--- DATA SHOWN ---

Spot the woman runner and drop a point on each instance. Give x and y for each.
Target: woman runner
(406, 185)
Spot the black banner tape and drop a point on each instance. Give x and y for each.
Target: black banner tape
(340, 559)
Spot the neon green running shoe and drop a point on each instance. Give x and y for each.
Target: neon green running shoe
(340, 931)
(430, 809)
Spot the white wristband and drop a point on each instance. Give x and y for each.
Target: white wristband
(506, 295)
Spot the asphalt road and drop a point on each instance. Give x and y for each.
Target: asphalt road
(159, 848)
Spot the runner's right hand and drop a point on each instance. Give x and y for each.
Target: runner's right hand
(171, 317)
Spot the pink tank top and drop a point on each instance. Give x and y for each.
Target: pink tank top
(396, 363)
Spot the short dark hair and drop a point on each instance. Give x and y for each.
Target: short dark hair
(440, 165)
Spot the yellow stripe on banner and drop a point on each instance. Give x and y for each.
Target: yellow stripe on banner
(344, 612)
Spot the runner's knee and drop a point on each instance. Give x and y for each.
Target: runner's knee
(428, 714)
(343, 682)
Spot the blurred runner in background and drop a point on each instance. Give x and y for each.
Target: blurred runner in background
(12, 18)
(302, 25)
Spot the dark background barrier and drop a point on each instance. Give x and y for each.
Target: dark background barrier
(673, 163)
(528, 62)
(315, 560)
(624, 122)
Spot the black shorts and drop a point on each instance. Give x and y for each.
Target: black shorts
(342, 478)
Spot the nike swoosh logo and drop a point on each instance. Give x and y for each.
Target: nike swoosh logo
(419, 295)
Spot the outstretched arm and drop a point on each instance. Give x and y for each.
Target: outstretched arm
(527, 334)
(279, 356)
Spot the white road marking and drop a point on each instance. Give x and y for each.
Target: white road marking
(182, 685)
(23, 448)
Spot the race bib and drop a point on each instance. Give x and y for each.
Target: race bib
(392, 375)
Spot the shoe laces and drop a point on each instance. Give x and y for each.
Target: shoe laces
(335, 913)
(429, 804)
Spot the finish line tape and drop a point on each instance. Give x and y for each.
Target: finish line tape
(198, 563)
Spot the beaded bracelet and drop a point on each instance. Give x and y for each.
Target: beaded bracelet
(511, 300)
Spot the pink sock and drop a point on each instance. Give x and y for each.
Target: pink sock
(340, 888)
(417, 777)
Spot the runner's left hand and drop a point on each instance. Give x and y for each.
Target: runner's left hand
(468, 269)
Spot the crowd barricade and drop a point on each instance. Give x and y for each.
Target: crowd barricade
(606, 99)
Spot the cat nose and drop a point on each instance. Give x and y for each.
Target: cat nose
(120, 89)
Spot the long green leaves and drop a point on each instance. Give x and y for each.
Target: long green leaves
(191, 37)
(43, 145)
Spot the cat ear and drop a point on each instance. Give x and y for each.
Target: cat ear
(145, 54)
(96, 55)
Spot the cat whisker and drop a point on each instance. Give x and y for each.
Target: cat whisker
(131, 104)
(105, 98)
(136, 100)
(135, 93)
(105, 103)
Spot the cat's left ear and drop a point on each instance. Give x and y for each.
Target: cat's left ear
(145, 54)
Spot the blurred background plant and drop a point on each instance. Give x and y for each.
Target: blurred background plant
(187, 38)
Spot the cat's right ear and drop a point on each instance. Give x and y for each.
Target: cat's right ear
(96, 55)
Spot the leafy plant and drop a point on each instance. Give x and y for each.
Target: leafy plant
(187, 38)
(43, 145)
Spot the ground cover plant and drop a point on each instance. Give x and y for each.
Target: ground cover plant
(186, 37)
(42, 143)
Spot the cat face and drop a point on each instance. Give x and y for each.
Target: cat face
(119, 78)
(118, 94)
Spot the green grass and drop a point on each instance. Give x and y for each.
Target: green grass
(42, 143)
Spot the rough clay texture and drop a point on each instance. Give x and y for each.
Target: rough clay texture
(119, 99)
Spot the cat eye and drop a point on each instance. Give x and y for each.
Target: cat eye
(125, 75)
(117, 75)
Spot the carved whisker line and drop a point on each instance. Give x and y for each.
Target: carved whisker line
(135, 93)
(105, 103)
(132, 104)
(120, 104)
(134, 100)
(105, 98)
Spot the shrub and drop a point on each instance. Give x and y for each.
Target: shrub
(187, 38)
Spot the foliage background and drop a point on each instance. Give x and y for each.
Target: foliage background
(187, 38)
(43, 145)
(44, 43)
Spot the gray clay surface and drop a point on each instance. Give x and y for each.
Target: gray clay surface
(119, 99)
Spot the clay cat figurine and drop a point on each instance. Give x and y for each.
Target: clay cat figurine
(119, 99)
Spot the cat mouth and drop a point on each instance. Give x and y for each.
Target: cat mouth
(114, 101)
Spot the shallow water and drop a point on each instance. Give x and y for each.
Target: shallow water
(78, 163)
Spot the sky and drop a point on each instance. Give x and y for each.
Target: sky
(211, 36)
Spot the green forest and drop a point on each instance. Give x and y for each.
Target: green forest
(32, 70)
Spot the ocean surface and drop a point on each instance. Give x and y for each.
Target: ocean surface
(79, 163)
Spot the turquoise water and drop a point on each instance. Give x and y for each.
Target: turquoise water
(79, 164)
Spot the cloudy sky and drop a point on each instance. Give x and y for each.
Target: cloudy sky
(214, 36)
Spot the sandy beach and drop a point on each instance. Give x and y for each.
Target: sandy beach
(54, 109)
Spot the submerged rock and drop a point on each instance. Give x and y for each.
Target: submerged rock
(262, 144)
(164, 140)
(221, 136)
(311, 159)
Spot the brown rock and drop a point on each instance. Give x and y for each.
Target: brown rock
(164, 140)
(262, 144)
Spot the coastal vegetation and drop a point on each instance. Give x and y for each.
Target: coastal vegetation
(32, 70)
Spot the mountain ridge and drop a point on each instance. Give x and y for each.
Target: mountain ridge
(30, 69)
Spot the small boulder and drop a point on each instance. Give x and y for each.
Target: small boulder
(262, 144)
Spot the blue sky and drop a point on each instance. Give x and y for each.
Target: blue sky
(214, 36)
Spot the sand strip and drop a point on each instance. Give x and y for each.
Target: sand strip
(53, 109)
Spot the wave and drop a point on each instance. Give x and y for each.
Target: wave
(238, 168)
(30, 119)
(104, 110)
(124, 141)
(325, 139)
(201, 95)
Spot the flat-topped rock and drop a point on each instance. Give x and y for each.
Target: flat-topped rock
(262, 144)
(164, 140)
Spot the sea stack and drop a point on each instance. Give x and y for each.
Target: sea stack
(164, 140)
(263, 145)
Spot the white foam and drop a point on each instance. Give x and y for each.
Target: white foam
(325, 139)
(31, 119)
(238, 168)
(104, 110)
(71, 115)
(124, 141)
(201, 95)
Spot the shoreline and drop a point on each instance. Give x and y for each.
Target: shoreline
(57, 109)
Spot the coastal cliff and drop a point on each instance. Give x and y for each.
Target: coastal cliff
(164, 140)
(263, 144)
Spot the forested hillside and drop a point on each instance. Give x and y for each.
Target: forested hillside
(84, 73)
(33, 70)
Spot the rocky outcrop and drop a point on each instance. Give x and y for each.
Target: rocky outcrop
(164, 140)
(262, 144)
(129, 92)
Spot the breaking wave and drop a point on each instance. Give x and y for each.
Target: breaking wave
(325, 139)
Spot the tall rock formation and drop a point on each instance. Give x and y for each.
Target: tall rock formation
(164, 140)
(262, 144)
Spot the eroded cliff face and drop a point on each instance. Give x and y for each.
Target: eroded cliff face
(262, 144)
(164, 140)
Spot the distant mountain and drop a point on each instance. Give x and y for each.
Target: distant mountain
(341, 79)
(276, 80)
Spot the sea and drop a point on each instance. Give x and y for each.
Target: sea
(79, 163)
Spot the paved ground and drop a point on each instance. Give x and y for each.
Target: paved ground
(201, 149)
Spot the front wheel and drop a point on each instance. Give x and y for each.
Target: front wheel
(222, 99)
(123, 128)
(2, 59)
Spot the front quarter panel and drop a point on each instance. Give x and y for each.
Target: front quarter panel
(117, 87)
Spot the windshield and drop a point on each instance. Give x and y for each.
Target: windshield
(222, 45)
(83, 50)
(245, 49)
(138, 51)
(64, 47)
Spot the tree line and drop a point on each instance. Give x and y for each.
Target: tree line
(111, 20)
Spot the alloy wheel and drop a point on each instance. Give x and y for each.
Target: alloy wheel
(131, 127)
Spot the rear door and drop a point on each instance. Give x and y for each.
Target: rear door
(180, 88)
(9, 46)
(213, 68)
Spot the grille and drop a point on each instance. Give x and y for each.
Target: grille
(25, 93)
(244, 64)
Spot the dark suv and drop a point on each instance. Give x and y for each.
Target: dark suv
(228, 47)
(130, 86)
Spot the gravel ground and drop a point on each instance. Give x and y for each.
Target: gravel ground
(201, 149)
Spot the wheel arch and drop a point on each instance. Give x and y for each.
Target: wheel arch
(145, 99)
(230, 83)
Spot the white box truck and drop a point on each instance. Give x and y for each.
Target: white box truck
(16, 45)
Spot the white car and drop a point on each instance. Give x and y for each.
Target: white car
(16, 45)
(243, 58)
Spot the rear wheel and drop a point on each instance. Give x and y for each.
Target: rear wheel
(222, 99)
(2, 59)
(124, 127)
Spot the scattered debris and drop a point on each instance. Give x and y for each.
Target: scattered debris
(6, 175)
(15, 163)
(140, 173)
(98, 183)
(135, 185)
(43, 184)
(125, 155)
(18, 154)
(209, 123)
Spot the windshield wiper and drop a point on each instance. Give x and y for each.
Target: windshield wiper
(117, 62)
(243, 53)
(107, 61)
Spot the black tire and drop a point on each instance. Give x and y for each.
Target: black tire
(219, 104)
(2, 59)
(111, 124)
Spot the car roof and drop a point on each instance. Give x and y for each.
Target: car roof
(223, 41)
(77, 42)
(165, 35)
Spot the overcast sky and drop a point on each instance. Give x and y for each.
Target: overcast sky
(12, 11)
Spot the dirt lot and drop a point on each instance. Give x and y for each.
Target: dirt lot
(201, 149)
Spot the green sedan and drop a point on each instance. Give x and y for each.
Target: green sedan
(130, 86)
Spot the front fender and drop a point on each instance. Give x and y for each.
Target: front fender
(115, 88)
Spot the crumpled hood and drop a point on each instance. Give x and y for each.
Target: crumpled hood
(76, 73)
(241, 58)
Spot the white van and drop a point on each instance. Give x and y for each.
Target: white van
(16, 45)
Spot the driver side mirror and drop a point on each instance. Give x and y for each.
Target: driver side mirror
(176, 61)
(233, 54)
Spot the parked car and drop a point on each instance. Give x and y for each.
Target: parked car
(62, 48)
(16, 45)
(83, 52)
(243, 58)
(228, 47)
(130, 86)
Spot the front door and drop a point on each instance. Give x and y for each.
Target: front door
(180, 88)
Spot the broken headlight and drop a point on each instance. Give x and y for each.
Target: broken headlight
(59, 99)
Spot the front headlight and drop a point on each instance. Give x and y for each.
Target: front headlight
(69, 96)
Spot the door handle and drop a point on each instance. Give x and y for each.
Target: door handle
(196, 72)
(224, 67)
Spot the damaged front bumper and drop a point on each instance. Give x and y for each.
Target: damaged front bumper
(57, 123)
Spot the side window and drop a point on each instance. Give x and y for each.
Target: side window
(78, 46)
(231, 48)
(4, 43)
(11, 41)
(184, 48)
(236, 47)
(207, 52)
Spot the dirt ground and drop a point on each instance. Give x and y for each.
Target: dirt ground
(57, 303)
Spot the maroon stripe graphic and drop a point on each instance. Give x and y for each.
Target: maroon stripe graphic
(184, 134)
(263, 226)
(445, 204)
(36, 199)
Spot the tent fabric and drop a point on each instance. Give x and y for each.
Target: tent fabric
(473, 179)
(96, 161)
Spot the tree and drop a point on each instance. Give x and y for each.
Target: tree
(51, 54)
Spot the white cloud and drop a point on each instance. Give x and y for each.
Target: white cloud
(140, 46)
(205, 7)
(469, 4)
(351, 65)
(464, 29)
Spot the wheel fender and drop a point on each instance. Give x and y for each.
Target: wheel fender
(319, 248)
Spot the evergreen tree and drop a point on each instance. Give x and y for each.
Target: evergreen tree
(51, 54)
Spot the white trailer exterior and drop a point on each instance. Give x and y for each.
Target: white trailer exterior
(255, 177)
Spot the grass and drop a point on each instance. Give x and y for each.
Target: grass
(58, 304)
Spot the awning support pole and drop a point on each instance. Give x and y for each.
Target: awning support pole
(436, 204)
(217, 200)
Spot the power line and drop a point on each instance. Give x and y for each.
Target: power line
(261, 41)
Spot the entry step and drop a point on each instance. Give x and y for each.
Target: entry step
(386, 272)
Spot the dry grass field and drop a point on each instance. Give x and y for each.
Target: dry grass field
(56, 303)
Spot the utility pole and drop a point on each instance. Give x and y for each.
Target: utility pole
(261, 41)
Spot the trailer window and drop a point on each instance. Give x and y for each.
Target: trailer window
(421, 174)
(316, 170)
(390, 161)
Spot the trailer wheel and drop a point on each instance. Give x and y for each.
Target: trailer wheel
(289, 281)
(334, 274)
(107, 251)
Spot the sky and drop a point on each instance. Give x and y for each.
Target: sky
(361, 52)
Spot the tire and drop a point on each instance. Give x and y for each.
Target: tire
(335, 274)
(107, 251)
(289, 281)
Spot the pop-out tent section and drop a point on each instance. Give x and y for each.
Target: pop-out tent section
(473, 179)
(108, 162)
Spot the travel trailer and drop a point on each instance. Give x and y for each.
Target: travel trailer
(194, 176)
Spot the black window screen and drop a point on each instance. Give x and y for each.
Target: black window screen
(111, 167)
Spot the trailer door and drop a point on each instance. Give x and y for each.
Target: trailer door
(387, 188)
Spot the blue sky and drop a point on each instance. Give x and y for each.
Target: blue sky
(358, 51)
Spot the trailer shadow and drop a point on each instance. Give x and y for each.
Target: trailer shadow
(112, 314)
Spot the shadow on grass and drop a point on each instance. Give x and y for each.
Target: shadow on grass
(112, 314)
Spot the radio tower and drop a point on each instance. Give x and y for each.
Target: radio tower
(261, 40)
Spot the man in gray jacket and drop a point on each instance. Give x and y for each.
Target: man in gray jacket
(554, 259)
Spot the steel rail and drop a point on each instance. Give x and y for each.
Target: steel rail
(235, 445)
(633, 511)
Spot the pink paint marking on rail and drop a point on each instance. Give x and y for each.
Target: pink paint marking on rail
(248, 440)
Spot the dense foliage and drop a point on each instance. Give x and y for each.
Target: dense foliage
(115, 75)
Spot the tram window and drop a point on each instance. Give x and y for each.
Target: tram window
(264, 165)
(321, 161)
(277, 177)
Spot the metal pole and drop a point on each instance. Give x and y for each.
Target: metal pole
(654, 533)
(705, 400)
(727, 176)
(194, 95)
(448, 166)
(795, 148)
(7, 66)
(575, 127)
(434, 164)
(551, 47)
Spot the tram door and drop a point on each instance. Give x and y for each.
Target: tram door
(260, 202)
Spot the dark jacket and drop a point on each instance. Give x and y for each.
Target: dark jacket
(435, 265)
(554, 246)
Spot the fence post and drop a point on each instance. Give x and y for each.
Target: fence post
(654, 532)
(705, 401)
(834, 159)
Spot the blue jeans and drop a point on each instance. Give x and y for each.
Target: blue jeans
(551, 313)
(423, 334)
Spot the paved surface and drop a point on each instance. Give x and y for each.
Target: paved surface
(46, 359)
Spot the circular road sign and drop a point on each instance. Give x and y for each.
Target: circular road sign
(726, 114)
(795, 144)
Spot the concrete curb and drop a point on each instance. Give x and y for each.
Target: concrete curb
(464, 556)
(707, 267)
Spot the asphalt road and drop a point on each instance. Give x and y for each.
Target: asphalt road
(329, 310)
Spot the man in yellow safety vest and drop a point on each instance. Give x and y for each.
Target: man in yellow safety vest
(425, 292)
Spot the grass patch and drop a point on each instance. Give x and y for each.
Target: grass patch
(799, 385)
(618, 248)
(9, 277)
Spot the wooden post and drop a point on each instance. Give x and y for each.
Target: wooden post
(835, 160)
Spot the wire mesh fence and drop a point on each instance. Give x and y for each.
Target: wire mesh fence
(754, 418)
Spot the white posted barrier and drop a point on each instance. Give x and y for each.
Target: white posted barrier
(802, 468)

---

[TASK TO CARRY OUT]
Set down, exactly as they appear above, all lines from the one that has "Spot the tram window" down to the one that has "Spot the metal", including those two and no others.

[RESULT BELOW]
Spot the tram window and drop a point on each instance. Give x and y for each.
Target: tram window
(264, 165)
(321, 161)
(277, 177)
Spot the metal pole and drop a point on each instance. Give x and y for each.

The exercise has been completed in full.